Supplied material =
____
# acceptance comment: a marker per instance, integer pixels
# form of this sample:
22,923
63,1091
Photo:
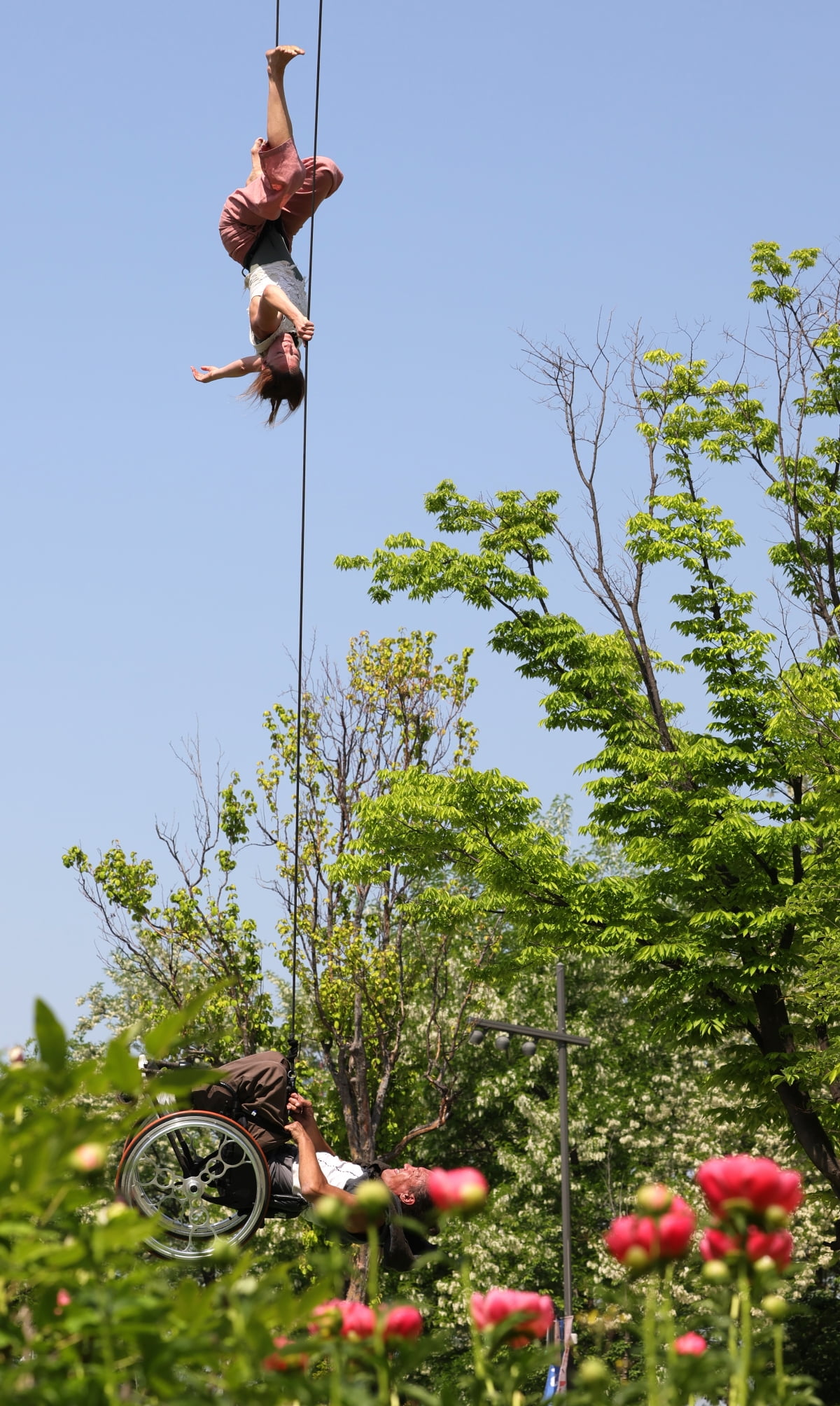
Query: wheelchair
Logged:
204,1180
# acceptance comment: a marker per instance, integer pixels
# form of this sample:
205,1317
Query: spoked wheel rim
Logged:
172,1170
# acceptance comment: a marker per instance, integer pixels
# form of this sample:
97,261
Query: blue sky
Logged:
506,167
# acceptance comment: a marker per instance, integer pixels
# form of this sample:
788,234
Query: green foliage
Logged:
729,830
88,1318
166,952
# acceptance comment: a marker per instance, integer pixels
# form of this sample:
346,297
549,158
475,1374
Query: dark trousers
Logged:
260,1083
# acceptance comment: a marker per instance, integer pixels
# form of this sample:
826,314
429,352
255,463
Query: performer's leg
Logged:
279,124
298,207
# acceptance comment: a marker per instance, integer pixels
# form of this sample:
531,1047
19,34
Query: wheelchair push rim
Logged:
169,1170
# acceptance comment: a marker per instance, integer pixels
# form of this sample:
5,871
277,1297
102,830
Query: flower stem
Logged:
650,1337
746,1339
478,1347
732,1346
778,1353
372,1266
____
Instructions to follow =
Reproduce the material in full, word for word, and omit the pictures.

The solution =
# acceptance comment: a marker per instance, integer pixels
# form of this sample:
22,923
63,1091
Photo:
Query: wheelchair
Logged:
204,1180
# acceptance comment: a marker per instance, integer pixels
# form of this sample:
205,1317
Query: spoked wheel rim
Logged:
172,1170
# acceptance comment: a marker per instance, integer pixels
# form of this sample:
97,261
Query: blue sky
Logged:
506,167
# acceptance comment: a marker per instance, integer pixels
# form of this sample:
788,234
Query: green foliage
Logged:
729,830
88,1318
166,952
# acceptance comment: a marker per instance, integer pixels
# form of this sample:
346,297
549,158
475,1374
Query: dark trousers
Logged:
260,1083
# acceptance comment: a marker per instance, integer pixels
# form of this sample:
826,314
429,352
255,463
Query: performer's leg
Logged:
279,124
298,207
# acceptance comment: a marker per instance, integer pixels
# form of this sample:
531,1047
19,34
Query: wheelchair push rim
Logged:
169,1170
# acceptance comment: a marker per instance, integer pixels
# form of this sample:
5,871
277,1297
102,830
Query: flower stem
Logged:
650,1337
746,1339
478,1347
732,1346
778,1353
372,1266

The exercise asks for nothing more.